Display every line in the data below that contains the word "vanity".

Position annotation data

====

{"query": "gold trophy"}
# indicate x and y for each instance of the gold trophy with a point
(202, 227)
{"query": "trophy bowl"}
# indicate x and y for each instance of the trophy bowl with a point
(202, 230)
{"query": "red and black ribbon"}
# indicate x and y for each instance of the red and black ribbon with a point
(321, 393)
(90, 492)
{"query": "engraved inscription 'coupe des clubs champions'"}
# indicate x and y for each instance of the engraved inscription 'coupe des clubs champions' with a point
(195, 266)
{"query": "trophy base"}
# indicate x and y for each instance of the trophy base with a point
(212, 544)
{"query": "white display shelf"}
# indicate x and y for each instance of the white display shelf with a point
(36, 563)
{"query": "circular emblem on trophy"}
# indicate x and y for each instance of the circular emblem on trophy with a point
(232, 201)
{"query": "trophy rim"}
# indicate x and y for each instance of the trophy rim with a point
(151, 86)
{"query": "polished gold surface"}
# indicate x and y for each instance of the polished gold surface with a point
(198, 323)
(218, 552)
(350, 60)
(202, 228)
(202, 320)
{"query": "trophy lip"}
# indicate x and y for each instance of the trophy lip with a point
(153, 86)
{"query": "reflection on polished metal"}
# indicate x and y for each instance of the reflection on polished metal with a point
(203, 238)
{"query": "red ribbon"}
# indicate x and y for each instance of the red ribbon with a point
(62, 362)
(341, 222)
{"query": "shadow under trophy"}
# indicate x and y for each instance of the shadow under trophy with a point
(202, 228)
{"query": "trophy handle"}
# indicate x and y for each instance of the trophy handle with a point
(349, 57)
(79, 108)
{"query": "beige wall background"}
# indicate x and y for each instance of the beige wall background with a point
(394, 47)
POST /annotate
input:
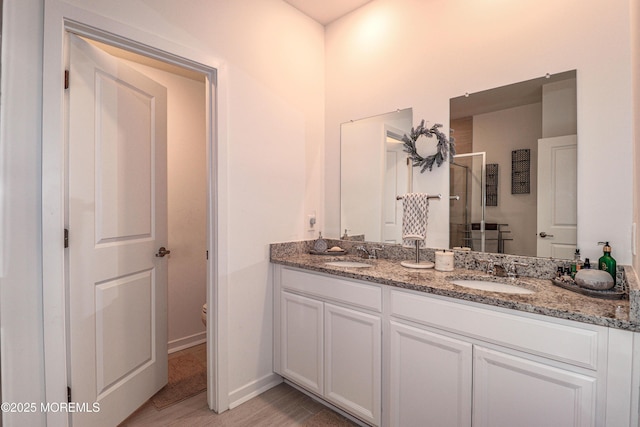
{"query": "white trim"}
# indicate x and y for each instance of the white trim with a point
(59, 19)
(187, 342)
(250, 390)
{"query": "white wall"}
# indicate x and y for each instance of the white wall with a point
(274, 84)
(635, 42)
(187, 205)
(21, 261)
(409, 53)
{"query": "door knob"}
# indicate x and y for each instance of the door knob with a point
(162, 252)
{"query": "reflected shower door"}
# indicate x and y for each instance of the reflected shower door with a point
(467, 215)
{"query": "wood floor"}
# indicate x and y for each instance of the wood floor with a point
(281, 406)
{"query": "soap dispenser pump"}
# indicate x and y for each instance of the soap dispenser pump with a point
(320, 245)
(606, 261)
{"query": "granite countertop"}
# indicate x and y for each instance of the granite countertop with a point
(548, 299)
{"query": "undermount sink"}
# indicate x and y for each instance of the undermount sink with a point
(349, 264)
(486, 285)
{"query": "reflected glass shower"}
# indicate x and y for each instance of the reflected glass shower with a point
(467, 215)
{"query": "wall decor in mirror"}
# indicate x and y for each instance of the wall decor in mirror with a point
(538, 118)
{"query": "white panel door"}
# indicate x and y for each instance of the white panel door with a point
(557, 196)
(430, 378)
(513, 391)
(301, 340)
(353, 361)
(117, 221)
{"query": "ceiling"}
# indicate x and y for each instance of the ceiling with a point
(514, 95)
(326, 11)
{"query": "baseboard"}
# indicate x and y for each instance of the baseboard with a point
(186, 342)
(251, 390)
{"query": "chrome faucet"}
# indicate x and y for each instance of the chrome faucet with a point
(490, 265)
(511, 267)
(366, 254)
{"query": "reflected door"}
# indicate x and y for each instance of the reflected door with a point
(557, 201)
(117, 221)
(396, 182)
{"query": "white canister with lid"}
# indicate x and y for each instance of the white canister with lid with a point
(444, 260)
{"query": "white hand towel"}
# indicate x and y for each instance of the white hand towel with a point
(415, 207)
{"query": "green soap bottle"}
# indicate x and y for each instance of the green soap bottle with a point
(606, 261)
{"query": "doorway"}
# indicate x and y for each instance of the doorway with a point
(188, 190)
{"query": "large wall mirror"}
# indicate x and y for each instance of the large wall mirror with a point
(521, 199)
(373, 171)
(514, 170)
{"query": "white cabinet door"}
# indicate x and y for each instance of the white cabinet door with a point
(513, 391)
(301, 351)
(430, 378)
(353, 361)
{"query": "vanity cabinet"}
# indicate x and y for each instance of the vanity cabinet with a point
(329, 340)
(430, 378)
(509, 390)
(400, 358)
(511, 369)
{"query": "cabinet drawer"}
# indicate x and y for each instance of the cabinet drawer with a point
(575, 345)
(333, 288)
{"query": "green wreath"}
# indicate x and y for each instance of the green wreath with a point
(445, 148)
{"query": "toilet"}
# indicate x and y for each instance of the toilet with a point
(204, 314)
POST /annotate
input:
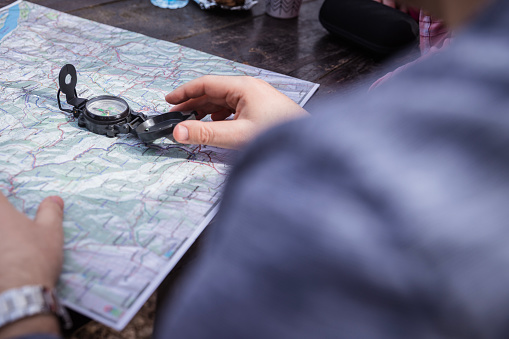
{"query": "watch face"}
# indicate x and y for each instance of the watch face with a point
(107, 108)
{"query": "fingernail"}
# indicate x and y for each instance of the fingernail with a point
(56, 199)
(181, 133)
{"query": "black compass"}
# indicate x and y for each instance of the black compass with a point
(110, 115)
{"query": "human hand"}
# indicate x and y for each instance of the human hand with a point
(31, 254)
(256, 106)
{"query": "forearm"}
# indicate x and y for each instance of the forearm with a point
(41, 326)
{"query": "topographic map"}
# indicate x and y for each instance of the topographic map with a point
(132, 209)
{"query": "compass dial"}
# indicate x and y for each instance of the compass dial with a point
(107, 108)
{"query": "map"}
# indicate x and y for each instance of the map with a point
(132, 209)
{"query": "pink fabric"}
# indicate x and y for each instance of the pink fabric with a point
(432, 33)
(433, 36)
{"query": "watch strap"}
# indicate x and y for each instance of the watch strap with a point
(26, 301)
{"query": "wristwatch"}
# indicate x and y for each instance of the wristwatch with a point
(22, 302)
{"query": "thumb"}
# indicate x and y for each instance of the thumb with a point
(225, 134)
(50, 214)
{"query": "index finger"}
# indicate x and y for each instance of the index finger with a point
(214, 86)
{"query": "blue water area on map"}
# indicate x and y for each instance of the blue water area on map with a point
(11, 22)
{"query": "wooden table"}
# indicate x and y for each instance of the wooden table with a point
(298, 47)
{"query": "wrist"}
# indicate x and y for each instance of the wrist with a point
(30, 309)
(40, 323)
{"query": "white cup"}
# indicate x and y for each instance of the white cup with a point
(283, 9)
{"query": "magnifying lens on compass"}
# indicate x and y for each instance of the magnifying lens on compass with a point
(111, 115)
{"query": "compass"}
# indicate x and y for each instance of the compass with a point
(111, 115)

====

Worked solution
{"query": "vanity cabinet"}
# indicate x and y for each instance of the vanity cabinet with a point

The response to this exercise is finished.